[start]
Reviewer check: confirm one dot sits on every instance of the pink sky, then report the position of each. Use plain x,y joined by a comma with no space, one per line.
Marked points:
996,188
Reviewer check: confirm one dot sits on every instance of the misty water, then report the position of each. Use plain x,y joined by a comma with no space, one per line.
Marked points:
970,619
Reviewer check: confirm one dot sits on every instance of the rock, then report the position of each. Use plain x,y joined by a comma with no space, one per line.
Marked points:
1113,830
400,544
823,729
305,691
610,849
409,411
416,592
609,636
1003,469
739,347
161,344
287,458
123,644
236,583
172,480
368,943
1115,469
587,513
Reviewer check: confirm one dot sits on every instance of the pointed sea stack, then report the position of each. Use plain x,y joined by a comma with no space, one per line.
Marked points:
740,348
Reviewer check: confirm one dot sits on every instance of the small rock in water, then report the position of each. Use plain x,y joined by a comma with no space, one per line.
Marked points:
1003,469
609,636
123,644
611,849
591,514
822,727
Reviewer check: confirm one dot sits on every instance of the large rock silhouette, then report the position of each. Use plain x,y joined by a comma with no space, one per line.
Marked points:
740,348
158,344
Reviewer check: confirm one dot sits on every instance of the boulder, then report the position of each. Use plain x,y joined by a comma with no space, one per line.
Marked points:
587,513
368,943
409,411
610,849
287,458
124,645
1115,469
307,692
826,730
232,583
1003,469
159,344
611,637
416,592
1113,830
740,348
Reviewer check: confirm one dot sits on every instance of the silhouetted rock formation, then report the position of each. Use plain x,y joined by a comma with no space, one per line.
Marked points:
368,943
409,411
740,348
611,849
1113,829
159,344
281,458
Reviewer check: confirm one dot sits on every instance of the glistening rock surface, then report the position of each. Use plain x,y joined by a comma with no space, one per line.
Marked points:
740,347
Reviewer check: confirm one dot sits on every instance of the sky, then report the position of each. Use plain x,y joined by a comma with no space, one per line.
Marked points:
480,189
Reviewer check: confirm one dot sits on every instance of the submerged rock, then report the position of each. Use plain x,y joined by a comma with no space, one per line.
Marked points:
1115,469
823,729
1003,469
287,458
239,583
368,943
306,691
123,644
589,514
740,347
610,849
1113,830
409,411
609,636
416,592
[end]
• [Short task]: Write out all of the material above again, switching every "Marked points" to "Dot positions" and keeping everything else the same.

• [Task response]:
Reviewer check: confirm one dot sits on every instance of the pink sky, then report the position of each. Use plain x,y joined by a comma with no space, one per line.
Dot positions:
996,188
Reviewer check: confirm one dot sits on every instance of the misty water, then report the position of each. Use plain x,y joined by a comma with no space, one per line.
Dot positions:
970,619
Reviewer check: confirm one dot sits on every instance of the rock, then report the position of each. Use plain x,y joined by a comma with no space, one per line.
Dot positions:
1113,830
400,544
823,729
305,691
610,849
409,411
416,592
609,636
1003,469
739,347
161,344
287,458
123,644
236,583
172,480
368,943
1115,469
587,513
Reviewer check: confirm one dot sits on every instance of the pointed sea stack, then report the position of each. Use plain x,y joined by a comma with no space, one per line.
Dot positions:
740,348
Reviewer check: confirm one dot sits on every instance of the small rock in water, then report the position of each. Use plain x,y joined by a comma with no space, one per line.
Dot positions:
1003,469
609,636
123,644
611,849
591,514
822,727
Reviewer check: confirm one dot sits on every instance of the large rock silhouette, then report the position of each. Use plain x,y joined by a comma with no space, one per line.
Dot positions:
740,348
158,344
Reviewer check: confirm one dot sits on every instance of the boulder, then report the position of each. Use plain x,y joined by a comma with no space, one per line.
Dot positions:
587,513
368,943
409,411
610,849
287,458
124,645
1115,469
307,692
826,730
232,583
1003,469
159,344
611,637
416,592
1113,830
740,348
Reviewer check: confirm one dot sits on every instance of the silhouetted rock formation, then report the position of each. Use plain x,y joined by a comma with no space, one per line.
Dot positions:
368,943
409,411
740,348
611,849
1113,829
159,344
281,458
Reviewer check: confirm one dot sits on every instance of the glistening rock surface, then report the position of each. Use plain x,y joined by a comma with no space, one per line.
Dot positions:
740,347
Reviewer check: confirm one dot sits on every instance of the sky, then report the position of each. Use plain x,y joined by a comma with no space, one per line.
Dot positions:
480,189
Reviewer check: confirm one dot sits on every instance of the submerged rock, then report the position of each. Use plain x,y joined by a comma with no space, one per line.
Dot positions:
1115,469
823,729
1003,469
287,458
239,583
368,943
306,691
123,644
589,514
740,347
610,849
1113,830
409,411
609,636
416,592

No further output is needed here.